§ **Problem description**
Exercise in exact copying. Transcribe every entry that follows, word for word.
◇ ◇ ◇ ◇ ◇ ◇ ◇
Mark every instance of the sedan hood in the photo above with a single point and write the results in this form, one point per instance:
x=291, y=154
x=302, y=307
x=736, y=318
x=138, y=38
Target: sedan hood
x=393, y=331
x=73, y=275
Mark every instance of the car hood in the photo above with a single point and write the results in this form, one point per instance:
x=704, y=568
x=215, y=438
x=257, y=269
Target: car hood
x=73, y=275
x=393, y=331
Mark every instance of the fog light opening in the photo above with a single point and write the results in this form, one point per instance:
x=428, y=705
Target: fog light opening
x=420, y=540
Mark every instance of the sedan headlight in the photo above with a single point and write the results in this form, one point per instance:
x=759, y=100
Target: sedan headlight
◇ ◇ ◇ ◇ ◇ ◇ ◇
§ **Final answer**
Mark every instance of the sedan hood in the photo above with a single point and write the results in this form, one point per instance:
x=291, y=154
x=302, y=307
x=736, y=318
x=138, y=38
Target: sedan hood
x=393, y=331
x=73, y=275
Mark every instance of the car hood in the photo above with a single point and write the results in this form, one point per instance:
x=704, y=568
x=215, y=438
x=257, y=269
Target: car hood
x=73, y=275
x=393, y=331
Mark every instance of the fog light opening in the photo above with a single point and write the results in this form, one point per instance:
x=428, y=705
Target: fog light opening
x=420, y=540
Mark every instance of the sedan headlight in the photo above with a single point and write the results in this form, one point per instance:
x=759, y=100
Target: sedan headlight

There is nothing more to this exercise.